• PASSAGE FOR REVIEW
How does the old saying go? Learn something new every day?

Venus and I set out on our planting adventure last Sunday, February 17th, just a day after this seed starting article appeared in the garden section of the Sacramento Bee. Some people start a week or two earlier than this. Still others start out a week or two later? Point is? The goal is to have starter plants ready to set out in the garden by May 1st, or Farmer Fred Hoffman's birthday if you will.

Germination after five days: Momotaro Tomato
Once again, we have outdone ourselves. 120 starter plants now sit under a collection six shop lights in a spare Bird bedroom. Believe it or not -- we have room for even more. We're not even using the bottom rack (yet), which would provide room for 40 more plants. And we haven't even considered using the top rack yet... Though I suppose that will come with time.

• SUPPLIED INFORMATION
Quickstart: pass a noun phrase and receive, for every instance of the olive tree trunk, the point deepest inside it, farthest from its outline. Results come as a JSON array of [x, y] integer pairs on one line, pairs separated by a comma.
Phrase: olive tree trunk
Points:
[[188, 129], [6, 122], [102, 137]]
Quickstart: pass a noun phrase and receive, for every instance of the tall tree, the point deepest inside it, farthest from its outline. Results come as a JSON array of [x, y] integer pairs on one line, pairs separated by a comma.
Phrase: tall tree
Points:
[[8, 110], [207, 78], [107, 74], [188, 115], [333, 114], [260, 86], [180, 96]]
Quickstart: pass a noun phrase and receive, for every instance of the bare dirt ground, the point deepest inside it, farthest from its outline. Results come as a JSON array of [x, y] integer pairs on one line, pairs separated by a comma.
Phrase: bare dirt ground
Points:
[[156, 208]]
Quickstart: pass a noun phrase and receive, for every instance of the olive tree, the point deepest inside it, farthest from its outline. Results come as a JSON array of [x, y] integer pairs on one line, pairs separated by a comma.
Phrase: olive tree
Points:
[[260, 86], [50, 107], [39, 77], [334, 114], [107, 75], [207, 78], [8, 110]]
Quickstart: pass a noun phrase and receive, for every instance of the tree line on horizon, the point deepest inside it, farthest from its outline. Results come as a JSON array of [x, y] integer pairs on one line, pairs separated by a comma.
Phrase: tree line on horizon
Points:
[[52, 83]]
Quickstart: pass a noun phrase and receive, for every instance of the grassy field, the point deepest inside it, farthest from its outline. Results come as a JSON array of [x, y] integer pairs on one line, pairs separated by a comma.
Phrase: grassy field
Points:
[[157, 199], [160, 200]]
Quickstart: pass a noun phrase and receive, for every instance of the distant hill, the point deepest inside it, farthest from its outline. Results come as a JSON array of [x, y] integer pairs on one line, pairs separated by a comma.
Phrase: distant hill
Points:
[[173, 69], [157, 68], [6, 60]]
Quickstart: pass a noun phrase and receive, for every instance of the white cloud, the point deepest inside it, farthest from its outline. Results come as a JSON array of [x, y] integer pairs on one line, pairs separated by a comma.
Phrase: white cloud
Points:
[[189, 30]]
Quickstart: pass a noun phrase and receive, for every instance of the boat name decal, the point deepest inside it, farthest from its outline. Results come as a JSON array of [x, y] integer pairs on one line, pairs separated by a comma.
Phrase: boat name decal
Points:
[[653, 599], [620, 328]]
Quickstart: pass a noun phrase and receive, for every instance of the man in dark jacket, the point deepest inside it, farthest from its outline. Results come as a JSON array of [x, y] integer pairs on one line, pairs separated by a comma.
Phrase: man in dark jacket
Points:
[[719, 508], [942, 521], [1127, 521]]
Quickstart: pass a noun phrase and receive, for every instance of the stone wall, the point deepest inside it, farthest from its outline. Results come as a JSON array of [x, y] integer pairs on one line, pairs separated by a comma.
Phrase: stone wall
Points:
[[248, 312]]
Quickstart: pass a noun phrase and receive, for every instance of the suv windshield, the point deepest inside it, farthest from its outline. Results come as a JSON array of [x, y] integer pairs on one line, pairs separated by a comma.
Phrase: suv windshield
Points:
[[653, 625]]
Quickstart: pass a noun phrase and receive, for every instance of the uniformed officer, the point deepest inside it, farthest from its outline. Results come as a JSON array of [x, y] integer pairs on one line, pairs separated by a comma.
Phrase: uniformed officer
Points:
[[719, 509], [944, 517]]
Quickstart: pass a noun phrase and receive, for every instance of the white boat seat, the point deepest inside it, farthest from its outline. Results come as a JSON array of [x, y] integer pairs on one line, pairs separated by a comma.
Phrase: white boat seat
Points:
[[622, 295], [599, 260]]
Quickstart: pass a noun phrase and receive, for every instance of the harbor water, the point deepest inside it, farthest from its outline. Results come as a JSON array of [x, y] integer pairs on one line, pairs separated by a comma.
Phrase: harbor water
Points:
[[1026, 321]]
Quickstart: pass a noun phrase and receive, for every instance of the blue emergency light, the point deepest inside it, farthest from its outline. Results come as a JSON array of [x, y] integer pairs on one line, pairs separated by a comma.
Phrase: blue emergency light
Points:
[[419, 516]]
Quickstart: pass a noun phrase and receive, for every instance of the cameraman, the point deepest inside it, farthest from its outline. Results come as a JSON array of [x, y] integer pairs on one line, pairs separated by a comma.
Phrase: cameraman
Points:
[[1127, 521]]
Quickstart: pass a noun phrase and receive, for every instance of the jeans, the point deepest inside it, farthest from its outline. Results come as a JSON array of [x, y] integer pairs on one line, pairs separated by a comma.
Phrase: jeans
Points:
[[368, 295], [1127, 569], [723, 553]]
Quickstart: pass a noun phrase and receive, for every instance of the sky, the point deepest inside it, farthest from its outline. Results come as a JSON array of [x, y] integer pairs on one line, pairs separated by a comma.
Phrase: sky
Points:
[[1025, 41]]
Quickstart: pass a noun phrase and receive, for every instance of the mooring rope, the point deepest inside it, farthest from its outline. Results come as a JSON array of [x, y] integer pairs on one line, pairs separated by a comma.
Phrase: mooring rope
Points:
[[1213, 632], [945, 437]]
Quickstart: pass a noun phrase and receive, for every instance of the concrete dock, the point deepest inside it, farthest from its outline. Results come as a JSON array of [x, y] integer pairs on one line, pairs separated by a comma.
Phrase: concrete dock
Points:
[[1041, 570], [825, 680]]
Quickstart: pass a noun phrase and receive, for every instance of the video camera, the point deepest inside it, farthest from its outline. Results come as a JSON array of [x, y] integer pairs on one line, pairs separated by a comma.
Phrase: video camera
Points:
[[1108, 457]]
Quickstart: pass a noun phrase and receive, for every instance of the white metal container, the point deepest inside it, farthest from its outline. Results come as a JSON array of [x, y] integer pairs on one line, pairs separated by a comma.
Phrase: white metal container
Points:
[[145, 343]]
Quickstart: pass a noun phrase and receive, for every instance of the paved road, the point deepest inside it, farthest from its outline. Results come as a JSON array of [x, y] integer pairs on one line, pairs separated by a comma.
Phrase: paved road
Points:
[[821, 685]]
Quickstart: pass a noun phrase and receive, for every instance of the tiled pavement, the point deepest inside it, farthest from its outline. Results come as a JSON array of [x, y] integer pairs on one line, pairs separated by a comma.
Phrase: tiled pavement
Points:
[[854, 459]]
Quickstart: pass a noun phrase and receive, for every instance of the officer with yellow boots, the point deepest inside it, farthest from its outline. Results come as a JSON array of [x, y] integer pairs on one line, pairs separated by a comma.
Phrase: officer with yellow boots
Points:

...

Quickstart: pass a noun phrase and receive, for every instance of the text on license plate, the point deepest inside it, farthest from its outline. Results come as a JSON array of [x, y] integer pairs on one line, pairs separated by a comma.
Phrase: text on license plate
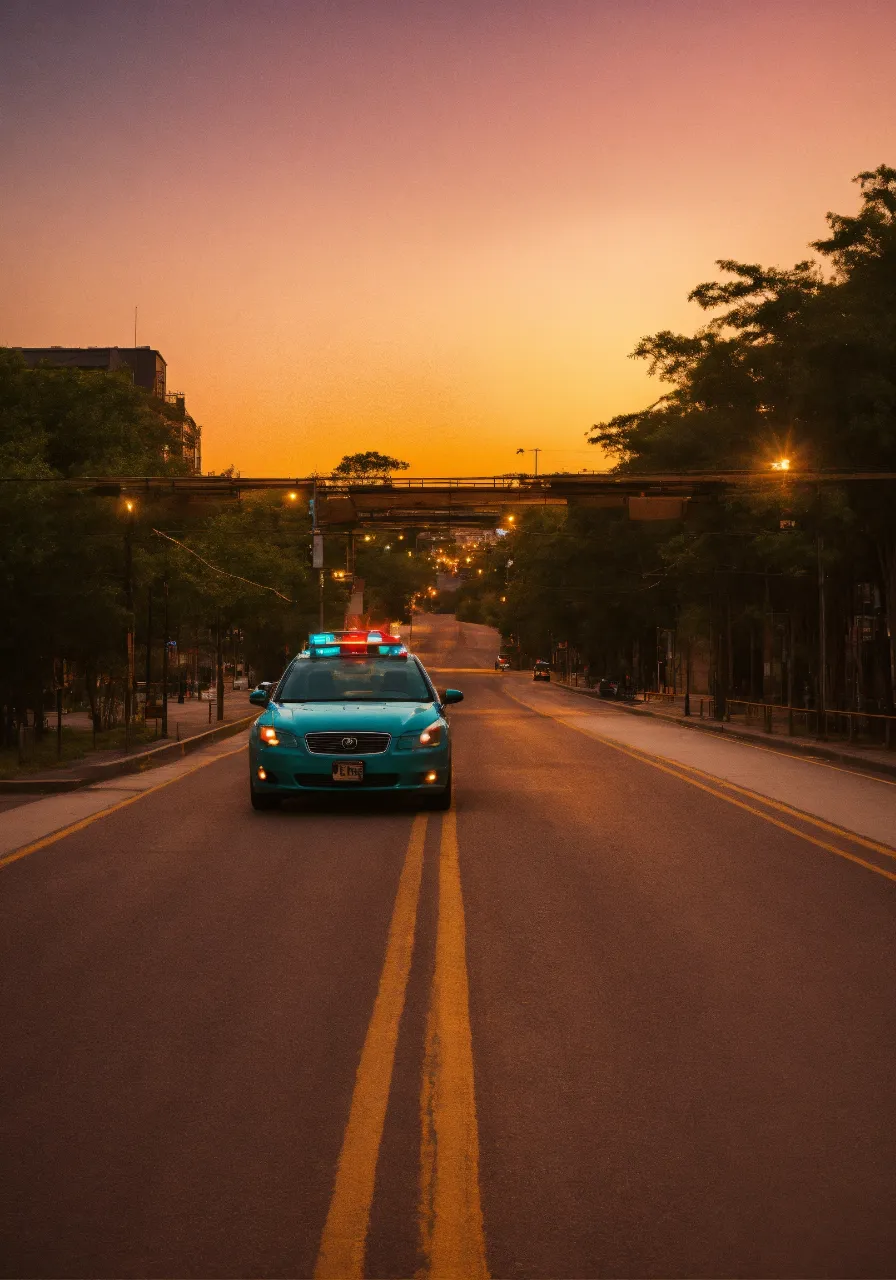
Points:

...

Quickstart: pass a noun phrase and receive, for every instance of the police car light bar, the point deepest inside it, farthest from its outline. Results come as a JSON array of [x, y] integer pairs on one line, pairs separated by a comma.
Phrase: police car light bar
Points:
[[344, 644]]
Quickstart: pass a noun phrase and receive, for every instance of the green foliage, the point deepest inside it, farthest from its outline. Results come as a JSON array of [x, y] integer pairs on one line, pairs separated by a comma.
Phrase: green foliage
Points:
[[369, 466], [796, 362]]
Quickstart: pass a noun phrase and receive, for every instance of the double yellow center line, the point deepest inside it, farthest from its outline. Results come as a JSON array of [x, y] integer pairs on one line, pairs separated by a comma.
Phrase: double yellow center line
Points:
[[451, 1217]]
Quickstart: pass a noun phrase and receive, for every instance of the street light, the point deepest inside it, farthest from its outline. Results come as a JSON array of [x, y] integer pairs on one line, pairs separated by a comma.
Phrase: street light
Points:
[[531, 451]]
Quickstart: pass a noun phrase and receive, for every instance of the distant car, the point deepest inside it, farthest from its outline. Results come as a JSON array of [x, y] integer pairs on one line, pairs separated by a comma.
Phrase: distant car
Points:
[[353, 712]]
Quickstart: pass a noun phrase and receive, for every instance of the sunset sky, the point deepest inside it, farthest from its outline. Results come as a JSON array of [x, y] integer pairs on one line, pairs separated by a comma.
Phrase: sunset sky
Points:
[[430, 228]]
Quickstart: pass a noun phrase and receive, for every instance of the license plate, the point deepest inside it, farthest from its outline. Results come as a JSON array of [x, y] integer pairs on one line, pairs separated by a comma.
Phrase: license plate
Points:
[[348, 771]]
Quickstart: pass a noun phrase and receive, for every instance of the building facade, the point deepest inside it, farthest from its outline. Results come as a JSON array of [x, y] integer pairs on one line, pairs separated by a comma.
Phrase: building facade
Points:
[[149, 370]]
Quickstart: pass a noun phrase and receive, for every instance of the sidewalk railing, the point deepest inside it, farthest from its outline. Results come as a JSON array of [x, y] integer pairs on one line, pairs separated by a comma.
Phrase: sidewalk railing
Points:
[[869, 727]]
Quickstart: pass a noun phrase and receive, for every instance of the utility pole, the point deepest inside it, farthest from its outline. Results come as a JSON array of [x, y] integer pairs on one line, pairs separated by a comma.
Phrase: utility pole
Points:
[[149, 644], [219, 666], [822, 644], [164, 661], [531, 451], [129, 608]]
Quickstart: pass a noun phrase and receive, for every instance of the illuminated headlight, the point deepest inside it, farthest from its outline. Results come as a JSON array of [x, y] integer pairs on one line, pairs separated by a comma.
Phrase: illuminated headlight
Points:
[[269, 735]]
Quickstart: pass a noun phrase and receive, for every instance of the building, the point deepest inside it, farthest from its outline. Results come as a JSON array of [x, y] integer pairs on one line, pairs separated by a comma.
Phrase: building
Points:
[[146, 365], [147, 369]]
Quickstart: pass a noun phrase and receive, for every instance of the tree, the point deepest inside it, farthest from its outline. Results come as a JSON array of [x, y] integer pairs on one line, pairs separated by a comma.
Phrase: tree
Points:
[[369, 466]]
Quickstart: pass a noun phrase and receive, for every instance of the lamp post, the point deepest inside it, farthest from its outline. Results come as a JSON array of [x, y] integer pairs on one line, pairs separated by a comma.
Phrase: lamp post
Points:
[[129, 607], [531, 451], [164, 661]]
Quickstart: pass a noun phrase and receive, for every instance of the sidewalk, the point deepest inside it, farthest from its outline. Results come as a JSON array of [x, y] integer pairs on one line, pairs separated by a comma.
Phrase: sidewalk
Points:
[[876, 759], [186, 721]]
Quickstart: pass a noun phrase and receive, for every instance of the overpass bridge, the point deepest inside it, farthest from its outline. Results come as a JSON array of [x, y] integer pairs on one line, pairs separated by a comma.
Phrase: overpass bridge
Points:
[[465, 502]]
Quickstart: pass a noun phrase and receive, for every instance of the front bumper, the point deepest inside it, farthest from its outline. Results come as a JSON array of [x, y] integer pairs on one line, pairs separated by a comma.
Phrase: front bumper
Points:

• EXERCISE AIM
In the seed-starting text above, why do the writers say they have room for even more plants? Answer in one to three sentences.

• EXPECTED ANSWER
They are not using the bottom rack yet, which would hold 40 more plants. They also have not started using the top rack.